OOM Detection & Confidence-Gated Sizing

How CI Sizer detects out-of-memory events and adapts sizing recommendations through confidence phases.

Overview

CI Sizer v0.7.0 introduces confidence-gated sizing — a system that adapts recommendation aggressiveness based on how much data is available for a given workflow/job. Combined with OOM detection, the sizer can automatically recover from memory exhaustion events by applying exponential backoff and notifying the source forge via commit status.

Confidence Phases

Every workflow/job combination progresses through three confidence phases as the sizer accumulates clean (non-OOM) samples:

PhaseConditionBehaviour
unknown0 clean samplesReturns a bootstrap default of 4Gi memory. API responds with HTTP 200 and meta.confidence_phase == "unknown".
learning1–2 clean samplesApplies 3× headroom above observed peak. Conservative to avoid OOMs while data is sparse.
+-------+
**SET OF TASKS:**
1. On the CI Sizer page, what default memory value does the sizer return when a workflow/job has zero clean samples?
2. Please summarize the CI Sizer page in two sentences.
The listing that comes next is separate material from the CI Sizer page.

Data records
+-------+
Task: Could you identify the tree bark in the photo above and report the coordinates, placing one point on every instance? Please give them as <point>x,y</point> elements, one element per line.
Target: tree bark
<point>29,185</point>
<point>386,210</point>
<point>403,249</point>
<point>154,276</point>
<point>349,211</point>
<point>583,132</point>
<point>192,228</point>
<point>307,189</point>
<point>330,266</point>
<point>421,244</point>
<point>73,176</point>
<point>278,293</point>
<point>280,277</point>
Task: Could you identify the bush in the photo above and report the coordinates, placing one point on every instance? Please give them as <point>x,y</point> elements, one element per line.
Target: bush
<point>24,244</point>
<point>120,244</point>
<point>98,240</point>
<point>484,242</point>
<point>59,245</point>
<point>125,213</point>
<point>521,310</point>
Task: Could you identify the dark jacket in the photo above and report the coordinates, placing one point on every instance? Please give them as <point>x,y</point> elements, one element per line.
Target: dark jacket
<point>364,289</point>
+-------+
**EXPECTED RESPONSES:**
1. A bootstrap default of 4Gi memory.

2. CI Sizer v0.7.0 introduces confidence-gated sizing, which adapts how aggressive its recommendations are to the amount of data available for a workflow/job. Combined with OOM detection, the sizer can recover from memory exhaustion through exponential backoff and commit-status notifications to the source forge, and each workflow/job moves through three confidence phases as clean samples accumulate, starting with a 4Gi default at zero samples and applying 3× headroom above the observed peak at one to two samples.